[Data in this exercise]:

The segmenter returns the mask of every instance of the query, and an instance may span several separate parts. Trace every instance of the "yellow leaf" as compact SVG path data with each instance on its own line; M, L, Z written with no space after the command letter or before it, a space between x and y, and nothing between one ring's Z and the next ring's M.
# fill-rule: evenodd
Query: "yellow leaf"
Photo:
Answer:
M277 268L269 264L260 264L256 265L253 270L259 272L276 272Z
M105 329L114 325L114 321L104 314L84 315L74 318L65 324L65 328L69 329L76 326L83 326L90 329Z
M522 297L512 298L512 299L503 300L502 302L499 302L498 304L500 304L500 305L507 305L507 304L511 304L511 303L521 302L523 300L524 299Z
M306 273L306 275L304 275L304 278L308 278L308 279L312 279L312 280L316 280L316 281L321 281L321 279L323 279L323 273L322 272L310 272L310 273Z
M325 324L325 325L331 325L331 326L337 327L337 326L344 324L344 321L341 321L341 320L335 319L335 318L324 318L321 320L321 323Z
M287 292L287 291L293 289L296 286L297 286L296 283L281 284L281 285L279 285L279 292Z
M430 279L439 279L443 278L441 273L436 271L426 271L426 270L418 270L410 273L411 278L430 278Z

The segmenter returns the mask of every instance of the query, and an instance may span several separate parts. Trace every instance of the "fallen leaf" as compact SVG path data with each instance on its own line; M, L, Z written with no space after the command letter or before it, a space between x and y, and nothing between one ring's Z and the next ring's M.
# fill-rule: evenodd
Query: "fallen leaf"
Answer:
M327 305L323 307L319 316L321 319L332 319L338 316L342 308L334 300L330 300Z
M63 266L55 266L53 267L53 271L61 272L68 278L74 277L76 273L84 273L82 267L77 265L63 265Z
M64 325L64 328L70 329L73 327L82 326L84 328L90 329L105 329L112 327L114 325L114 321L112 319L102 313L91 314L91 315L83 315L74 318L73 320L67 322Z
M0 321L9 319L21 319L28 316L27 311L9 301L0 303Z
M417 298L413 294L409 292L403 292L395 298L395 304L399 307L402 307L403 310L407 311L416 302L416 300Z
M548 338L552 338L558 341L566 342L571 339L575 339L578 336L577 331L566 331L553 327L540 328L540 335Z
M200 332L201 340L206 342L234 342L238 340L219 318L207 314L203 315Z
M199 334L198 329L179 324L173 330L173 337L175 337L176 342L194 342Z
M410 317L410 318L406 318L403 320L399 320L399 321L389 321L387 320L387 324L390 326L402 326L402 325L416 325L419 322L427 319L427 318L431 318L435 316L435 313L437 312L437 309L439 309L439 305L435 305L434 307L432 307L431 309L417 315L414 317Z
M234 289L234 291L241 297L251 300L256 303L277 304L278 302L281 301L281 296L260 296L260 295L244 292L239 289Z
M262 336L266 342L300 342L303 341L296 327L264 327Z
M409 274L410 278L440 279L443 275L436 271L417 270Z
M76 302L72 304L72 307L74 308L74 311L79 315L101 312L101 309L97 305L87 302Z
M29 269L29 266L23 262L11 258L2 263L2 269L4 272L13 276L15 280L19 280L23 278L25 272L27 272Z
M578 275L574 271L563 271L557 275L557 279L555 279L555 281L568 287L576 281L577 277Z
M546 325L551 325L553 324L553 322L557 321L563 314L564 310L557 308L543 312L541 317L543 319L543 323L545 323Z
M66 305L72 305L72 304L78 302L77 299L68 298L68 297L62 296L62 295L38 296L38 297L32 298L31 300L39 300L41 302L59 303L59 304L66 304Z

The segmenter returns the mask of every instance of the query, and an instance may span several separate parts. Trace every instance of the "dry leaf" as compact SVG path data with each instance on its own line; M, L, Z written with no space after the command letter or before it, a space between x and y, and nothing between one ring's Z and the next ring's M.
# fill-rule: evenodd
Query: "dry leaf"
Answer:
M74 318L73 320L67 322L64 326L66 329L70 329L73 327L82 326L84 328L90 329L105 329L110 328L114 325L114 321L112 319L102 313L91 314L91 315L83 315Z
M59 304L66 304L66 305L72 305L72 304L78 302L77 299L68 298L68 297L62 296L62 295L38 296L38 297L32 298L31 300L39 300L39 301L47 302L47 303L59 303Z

[Work request]: Search the entries for the word "fallen" and show every line that has it.

[Response]:
The segmenter returns the mask of every instance of the query, and an instance may span several separate parts. Trace every instance of the "fallen leaf" as compact SVG path data with each instance on its own line; M, L, Z written with no space after the command letter or before it, a space between x and y, and nothing between one ring's Z and the next ring's M.
Query: "fallen leaf"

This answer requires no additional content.